Alcohol-Crash Study Says Parents are Greatest Danger

CHICAGO, Illinois (AP) — When it comes to drunken-driving crashes, the stranger weaving down the highway is not the biggest threat to child passengers — their own driver is, government research suggests.

Most children younger than 15 who were killed in such crashes were riding unrestrained in a car with someone old enough to be a parent or caregiver, according to a study in Wednesday’s Journal of the American Medical Association.

“This is different than what might be assumed from the popular media reports of children who are killed when the vehicle in which they are riding is hit by a drinking driver,” wrote the authors, led by Dr. Kyran Quinlan of the National Center for Injury Prevention at the federal Centers for Disease Control and Prevention.

Their analysis of U.S. motor vehicle accidents that killed child passengers from 1985-1996 found that 5,555 deaths involved a drunken driver.

Of those, 64 percent — 3,556 — happened while the child’s own driver was intoxicated. Sixty-seven percent of the drivers were old enough to be a parent or caregiver — not an underage drunken driver.

A total of 1,999 child passengers died in multiple-vehicle crashes in which the drunken driver was in another vehicle.

The authors say the number of child deaths involving non-stranger drivers is probably even higher than reported because police mostly test for alcohol use in crashes that kill the driver as well.

“For the cases in which a child’s driver survived, driver alcohol use was probably underreported,” they wrote.

Of the 3,556 children who died while being transported by a drunken driver, researchers were able to find out in most cases whether the children had been buckled into safety seats or seat belts. They found just 18 percent had been buckled in.

The national president of the advocacy group Mothers Against Drunk Driving called the findings shocking.

“I was astonished when I realized that over 60 percent of the deaths were caused by a loved one,” said MADD president Millie Webb, whose own daughter and nephew were killed by a drunken motorist who was not their driver.

“Maybe this will make society wake up” to the problem, Webb said.

The authors say better drunken-driving prevention efforts are needed, including possibly lowering the blood-alcohol limit for drivers transporting children.

They note that 27 states have special sanctions for such drivers.

In addition, families should adopt “zero-tolerance” policies for drivers transporting their children, the authors said.

An editorial in the same JAMA says the findings underscore the need for a federal zero-tolerance policy and nationwide limit making it illegal to drive with a blood-alcohol limit above a “minimum reliably detectable level.”

“The alternative is tacit acceptance of thousands of preventable deaths each year,” said the editorial by Dr. Guohua Li of Johns Hopkins University’s medical school.
========
TASK INSTRUCTIONS:
(1) Answer these questions about the drunken-driving study article:
(a) How many child passenger deaths from 1985-1996 involved a drunken driver?
(b) What percentage of the 3,556 children who died while riding with a drunken driver had been buckled in?
(c) How many states have special sanctions for drivers transporting children?
(2) In the drunken-driving study article, copy word for word the part that opens with the words containing "Of the 3,556" and closes with "not their driver.".

Stored data entries:
========
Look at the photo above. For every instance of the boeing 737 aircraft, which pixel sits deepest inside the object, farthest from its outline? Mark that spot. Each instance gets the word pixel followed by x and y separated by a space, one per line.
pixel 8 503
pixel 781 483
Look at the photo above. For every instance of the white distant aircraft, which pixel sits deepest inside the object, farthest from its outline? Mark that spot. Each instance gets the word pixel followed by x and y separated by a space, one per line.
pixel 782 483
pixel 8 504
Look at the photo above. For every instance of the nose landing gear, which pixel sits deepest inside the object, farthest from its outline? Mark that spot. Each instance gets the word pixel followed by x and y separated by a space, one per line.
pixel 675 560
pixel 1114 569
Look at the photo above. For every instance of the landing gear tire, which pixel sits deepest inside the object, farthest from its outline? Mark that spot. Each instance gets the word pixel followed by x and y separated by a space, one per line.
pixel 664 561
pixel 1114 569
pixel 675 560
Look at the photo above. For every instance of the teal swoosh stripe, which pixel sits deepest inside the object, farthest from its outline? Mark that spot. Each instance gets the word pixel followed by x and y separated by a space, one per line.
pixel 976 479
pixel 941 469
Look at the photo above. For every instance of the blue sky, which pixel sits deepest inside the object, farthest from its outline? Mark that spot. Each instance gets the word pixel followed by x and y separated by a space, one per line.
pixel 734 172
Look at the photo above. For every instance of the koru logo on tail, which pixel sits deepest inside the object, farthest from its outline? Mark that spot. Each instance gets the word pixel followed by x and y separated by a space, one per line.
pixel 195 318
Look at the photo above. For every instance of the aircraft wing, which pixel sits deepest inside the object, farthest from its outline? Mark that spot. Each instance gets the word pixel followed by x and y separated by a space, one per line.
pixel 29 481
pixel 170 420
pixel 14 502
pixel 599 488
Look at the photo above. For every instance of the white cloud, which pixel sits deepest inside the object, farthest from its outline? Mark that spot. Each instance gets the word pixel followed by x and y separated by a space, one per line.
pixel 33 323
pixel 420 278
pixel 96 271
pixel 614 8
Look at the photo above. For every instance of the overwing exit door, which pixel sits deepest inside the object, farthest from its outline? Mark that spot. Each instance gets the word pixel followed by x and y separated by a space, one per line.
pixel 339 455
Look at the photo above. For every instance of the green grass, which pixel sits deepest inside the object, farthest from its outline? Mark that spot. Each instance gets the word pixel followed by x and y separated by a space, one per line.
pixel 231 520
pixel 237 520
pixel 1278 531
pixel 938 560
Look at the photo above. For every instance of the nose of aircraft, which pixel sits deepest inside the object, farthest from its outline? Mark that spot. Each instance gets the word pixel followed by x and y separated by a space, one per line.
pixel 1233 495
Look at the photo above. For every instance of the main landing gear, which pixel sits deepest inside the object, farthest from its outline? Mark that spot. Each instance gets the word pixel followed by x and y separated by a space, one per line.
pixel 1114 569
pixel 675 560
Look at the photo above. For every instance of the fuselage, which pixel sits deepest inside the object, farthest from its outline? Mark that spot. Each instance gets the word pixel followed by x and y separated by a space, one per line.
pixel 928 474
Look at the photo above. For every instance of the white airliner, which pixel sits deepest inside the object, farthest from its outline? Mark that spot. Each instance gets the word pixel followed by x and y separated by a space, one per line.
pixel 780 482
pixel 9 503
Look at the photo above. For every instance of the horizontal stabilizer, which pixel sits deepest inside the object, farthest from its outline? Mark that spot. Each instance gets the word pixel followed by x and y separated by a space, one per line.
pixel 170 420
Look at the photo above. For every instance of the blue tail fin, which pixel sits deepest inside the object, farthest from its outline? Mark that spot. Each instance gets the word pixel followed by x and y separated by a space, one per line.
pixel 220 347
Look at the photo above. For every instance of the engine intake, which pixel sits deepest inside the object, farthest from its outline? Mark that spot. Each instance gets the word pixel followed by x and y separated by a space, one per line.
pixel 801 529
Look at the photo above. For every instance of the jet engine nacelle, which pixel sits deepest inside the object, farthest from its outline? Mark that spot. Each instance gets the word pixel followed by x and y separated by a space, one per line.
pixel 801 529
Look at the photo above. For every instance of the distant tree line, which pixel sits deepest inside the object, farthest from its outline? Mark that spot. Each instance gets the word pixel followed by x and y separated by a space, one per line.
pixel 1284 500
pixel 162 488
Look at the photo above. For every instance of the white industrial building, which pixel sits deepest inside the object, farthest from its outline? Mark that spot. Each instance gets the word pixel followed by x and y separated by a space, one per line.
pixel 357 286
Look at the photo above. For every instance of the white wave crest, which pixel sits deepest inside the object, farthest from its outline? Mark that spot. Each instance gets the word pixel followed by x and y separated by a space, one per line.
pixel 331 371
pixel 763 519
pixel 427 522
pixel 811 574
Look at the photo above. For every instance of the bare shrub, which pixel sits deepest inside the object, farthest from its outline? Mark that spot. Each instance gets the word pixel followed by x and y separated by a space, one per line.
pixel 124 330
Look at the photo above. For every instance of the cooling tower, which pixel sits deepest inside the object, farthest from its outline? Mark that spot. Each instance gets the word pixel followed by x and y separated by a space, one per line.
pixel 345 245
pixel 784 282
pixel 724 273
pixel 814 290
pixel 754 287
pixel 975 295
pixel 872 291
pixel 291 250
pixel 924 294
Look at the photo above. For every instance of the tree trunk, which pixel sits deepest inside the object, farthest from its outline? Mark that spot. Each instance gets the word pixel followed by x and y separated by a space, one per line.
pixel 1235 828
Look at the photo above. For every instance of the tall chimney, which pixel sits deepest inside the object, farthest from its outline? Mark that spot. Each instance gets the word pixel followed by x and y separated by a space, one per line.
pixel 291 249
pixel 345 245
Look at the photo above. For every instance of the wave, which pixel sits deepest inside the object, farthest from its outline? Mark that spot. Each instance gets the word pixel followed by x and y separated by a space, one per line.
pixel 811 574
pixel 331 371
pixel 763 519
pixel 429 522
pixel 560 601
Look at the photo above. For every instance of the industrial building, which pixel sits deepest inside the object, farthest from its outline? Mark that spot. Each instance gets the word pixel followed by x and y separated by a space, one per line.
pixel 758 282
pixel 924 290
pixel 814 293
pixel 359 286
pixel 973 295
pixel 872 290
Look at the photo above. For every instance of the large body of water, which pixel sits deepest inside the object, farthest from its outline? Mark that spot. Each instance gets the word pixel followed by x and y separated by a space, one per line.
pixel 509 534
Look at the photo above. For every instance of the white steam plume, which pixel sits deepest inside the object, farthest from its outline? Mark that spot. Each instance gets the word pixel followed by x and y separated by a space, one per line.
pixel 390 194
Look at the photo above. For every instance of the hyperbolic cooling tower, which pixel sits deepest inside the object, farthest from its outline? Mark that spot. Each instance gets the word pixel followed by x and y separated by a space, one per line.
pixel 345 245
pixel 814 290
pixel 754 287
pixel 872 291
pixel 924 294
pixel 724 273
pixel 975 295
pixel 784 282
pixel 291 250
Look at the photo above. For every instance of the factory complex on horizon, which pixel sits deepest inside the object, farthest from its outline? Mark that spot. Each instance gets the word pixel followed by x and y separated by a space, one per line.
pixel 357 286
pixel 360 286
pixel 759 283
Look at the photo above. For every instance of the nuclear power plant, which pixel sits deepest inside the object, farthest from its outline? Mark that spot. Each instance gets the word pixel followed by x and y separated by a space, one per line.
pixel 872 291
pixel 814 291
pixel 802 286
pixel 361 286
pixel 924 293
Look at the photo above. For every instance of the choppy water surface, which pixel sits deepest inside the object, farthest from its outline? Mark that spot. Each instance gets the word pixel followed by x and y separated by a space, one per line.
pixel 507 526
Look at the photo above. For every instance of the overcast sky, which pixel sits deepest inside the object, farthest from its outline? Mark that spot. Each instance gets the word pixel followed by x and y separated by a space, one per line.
========
RESULTS FOR THE EXERCISE:
(1)
(a) 5,555
(b) 18 percent
(c) 27

(2)
Of the 3,556 children who died while being transported by a drunken driver, researchers were able to find out in most cases whether the children had been buckled into safety seats or seat belts. They found just 18 percent had been buckled in.

The national president of the advocacy group Mothers Against Drunk Driving called the findings shocking.

“I was astonished when I realized that over 60 percent of the deaths were caused by a loved one,” said MADD president Millie Webb, whose own daughter and nephew were killed by a drunken motorist who was not their driver.